[Dataset entries]
*** Begin section ***

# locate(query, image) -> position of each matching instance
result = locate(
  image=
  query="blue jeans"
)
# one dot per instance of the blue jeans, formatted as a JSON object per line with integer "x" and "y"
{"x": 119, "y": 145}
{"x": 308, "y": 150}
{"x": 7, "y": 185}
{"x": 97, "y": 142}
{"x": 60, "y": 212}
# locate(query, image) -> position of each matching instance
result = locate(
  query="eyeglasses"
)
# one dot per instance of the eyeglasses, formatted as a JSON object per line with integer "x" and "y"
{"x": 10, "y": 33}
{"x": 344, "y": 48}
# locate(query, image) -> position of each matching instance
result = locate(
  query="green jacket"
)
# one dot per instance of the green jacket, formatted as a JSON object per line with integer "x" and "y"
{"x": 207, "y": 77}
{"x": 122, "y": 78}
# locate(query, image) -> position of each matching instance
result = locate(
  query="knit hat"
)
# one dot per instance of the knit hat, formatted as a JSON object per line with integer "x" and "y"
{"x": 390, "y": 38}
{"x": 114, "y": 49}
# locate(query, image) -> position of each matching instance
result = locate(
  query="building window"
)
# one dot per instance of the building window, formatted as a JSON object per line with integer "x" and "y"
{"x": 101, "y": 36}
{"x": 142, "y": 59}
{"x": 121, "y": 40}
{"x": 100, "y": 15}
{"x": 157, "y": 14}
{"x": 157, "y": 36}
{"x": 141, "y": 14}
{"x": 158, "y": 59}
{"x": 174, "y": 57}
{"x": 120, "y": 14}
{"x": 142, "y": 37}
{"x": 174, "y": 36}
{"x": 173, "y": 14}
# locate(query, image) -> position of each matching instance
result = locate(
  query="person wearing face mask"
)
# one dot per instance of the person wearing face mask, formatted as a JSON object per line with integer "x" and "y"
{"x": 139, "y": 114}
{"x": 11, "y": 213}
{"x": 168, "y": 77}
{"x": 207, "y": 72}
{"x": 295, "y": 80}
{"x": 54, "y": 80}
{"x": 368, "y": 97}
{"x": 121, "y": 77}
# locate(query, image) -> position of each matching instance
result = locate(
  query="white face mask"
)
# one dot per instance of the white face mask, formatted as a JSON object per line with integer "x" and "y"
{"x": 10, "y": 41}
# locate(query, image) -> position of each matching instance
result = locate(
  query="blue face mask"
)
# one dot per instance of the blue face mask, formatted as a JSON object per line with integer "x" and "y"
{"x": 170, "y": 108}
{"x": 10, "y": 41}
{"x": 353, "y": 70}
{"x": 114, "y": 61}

*** End section ***

Only the lines from the one containing "# one dot per instance of the blue face" through the final line of the data belong in the answer, repeated exactly.

> **RESPONSE**:
# one dot per instance of the blue face mask, formatted as a JSON object per line with integer "x" and "y"
{"x": 170, "y": 108}
{"x": 10, "y": 41}
{"x": 353, "y": 70}
{"x": 114, "y": 61}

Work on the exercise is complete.